## Begin DATASET ENTRIES

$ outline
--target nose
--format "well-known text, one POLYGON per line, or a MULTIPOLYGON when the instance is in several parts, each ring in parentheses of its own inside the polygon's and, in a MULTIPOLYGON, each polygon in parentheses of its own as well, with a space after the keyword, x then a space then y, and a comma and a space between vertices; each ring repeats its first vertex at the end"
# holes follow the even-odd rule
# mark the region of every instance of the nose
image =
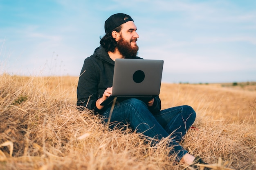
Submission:
POLYGON ((134 33, 135 33, 135 34, 134 34, 134 35, 133 35, 133 37, 135 38, 138 38, 139 37, 139 34, 138 34, 137 32, 135 31, 134 33))

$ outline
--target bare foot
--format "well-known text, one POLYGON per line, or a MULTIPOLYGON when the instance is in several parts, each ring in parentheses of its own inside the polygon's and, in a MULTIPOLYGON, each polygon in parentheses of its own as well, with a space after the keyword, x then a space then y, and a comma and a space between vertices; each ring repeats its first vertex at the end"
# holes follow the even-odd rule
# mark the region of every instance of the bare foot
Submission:
POLYGON ((195 158, 193 155, 187 153, 183 156, 180 162, 186 165, 191 165, 193 163, 195 158))

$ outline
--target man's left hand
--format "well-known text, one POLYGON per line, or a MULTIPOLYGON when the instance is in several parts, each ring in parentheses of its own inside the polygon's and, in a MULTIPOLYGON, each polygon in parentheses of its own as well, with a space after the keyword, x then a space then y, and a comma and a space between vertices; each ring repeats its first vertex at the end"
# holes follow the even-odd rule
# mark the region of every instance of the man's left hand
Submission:
POLYGON ((153 98, 152 99, 148 101, 148 105, 150 107, 152 106, 153 104, 154 104, 154 98, 153 98))

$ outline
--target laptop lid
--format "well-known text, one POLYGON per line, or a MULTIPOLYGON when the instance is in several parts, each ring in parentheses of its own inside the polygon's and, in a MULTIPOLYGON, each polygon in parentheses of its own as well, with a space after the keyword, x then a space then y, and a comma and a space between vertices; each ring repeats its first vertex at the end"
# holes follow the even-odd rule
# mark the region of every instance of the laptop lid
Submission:
POLYGON ((112 95, 159 95, 163 64, 161 60, 116 59, 112 95))
POLYGON ((163 65, 161 60, 116 59, 112 95, 101 105, 112 105, 115 98, 116 103, 129 98, 147 102, 160 93, 163 65))

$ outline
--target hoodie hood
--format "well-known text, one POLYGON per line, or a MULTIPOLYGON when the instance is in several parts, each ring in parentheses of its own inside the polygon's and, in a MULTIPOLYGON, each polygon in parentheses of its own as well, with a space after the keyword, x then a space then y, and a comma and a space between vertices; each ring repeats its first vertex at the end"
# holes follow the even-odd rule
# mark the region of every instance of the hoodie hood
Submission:
MULTIPOLYGON (((101 46, 97 48, 94 51, 93 56, 98 59, 111 65, 115 65, 115 61, 109 57, 108 53, 101 46)), ((127 57, 127 59, 142 59, 139 57, 127 57)))
POLYGON ((93 55, 98 59, 111 65, 115 65, 115 61, 109 57, 109 55, 101 46, 97 48, 94 51, 93 55))

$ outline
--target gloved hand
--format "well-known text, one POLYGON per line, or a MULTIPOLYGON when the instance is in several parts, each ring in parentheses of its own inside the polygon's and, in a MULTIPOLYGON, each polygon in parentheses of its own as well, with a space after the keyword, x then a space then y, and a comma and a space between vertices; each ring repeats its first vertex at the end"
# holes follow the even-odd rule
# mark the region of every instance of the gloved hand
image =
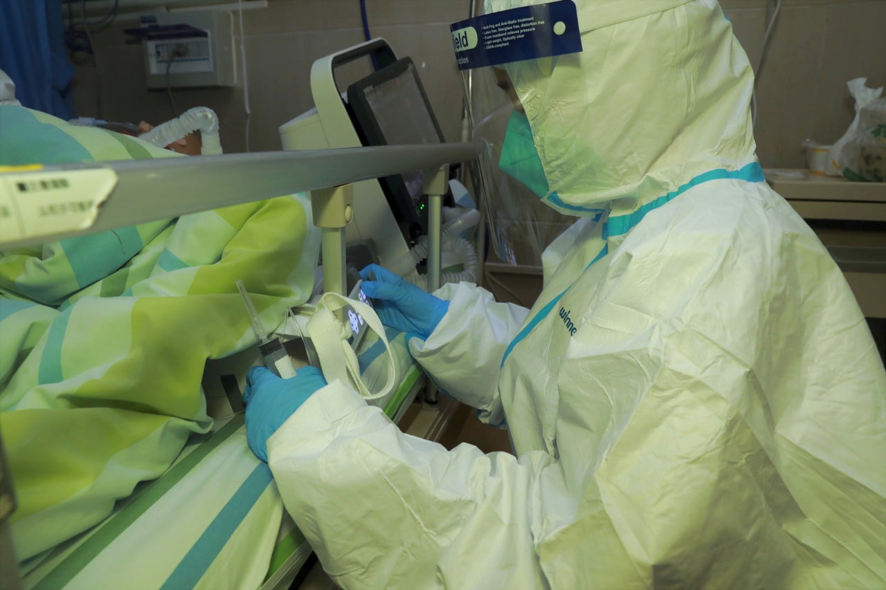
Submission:
MULTIPOLYGON (((385 326, 427 339, 439 323, 449 302, 416 287, 377 264, 360 271, 361 287, 374 299, 378 319, 385 326)), ((408 338, 408 336, 407 337, 408 338)))
POLYGON ((294 377, 281 379, 264 367, 246 373, 246 441, 261 461, 268 462, 268 439, 315 392, 326 384, 316 367, 303 367, 294 377))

## End DATASET ENTRIES

* [STATED EXERCISE]
Make an exact copy of the records shown above, without the pictures.

* [WRITTEN ANSWER]
$ outline
--target nose
--format "well-known text, one POLYGON per line, or a MULTIPOLYGON when the instance is in several parts, each ring in parentheses of its own inside the polygon's and, in a MULTIPOLYGON, each polygon in parentheses of its own as well, with a space after the keyword, x then a space then y, and a comma and a space between vertices; each ring repeats its first vertex at the end"
# holes follow the even-odd rule
# mark the region of every instance of the nose
image =
Submission:
POLYGON ((134 33, 135 33, 135 34, 134 34, 134 35, 133 35, 133 37, 135 38, 138 38, 139 37, 139 34, 138 34, 137 32, 135 31, 134 33))

$ outline
--target bare foot
--format "well-known text, one POLYGON per line, or a MULTIPOLYGON when the instance is in several parts, each ring in parentheses of its own inside the polygon's and, in a MULTIPOLYGON, each polygon in parentheses of its own as well, with a space after the keyword, x then a space then y, and a comma and a space between vertices; each ring repeats its first vertex at the end"
# holes follow the even-odd rule
# mark the region of every instance of the bare foot
Submission:
POLYGON ((195 158, 193 155, 187 153, 183 156, 180 162, 186 165, 191 165, 193 163, 195 158))

$ outline
--target man's left hand
--format "well-known text, one POLYGON per line, or a MULTIPOLYGON when the instance is in several parts, each ring in parentheses of its own inside the polygon's and, in a MULTIPOLYGON, each polygon in parentheses of its own as well, with a space after the keyword, x then a space then y, and a comma and a space between vertices; each ring repeats its first vertex at the end"
# holes follow the even-odd rule
# mark the region of every instance of the man's left hand
Submission:
POLYGON ((153 98, 152 99, 148 101, 148 105, 150 107, 152 106, 153 104, 154 104, 154 98, 153 98))

$ outline
--target laptop lid
--format "well-known text, one POLYGON per line, or a MULTIPOLYGON when the instance is in several parts, each ring in parentheses of its own inside the polygon's and, in a MULTIPOLYGON, each polygon in parentheses of its own as well, with a space after the keyword, x then a space then y, and a comma and a space between vertices; each ring repeats its first vertex at the end"
# holes follow the even-odd rule
# mark the region of every instance of the laptop lid
Submission:
POLYGON ((112 95, 159 95, 163 64, 161 60, 116 59, 112 95))
POLYGON ((163 65, 161 60, 116 59, 112 95, 101 105, 112 105, 115 98, 116 103, 129 98, 147 102, 160 93, 163 65))

$ outline
--target hoodie hood
--format "well-known text, one POLYGON per line, or a MULTIPOLYGON when the instance is in several parts, each ring in parentheses of its own inside the polygon's and, in a MULTIPOLYGON, each polygon in parentheses of its own as well, with a space after the keyword, x then a space then y, and a comma and a space between vertices; each ring repeats its first vertex at the end"
# holes follow the even-odd rule
# mark the region of every instance of the hoodie hood
Submission:
MULTIPOLYGON (((101 46, 97 48, 94 51, 93 56, 98 59, 111 65, 115 65, 115 61, 109 57, 108 53, 101 46)), ((127 57, 127 59, 142 59, 139 57, 127 57)))
POLYGON ((93 55, 98 59, 111 65, 115 65, 115 61, 109 57, 109 55, 101 46, 97 48, 94 51, 93 55))

$ outline
--target gloved hand
--format "well-known text, one POLYGON per line, or a MULTIPOLYGON when the instance is in several parts, each ring in parentheses of its own inside the polygon's and, in a MULTIPOLYGON, each polygon in parentheses of its own as well, with a space after the keyword, x then a space then y, and a comma and a space between vertices; each ring repeats its first vertex at the end"
# holes follow the even-odd rule
# mark the region of every instance of the gloved hand
image =
Submission:
MULTIPOLYGON (((385 326, 427 339, 439 323, 449 302, 416 287, 377 264, 360 271, 361 287, 374 299, 378 319, 385 326)), ((408 338, 408 336, 407 337, 408 338)))
POLYGON ((294 377, 281 379, 264 367, 246 373, 246 441, 261 461, 268 462, 268 439, 315 392, 326 384, 316 367, 303 367, 294 377))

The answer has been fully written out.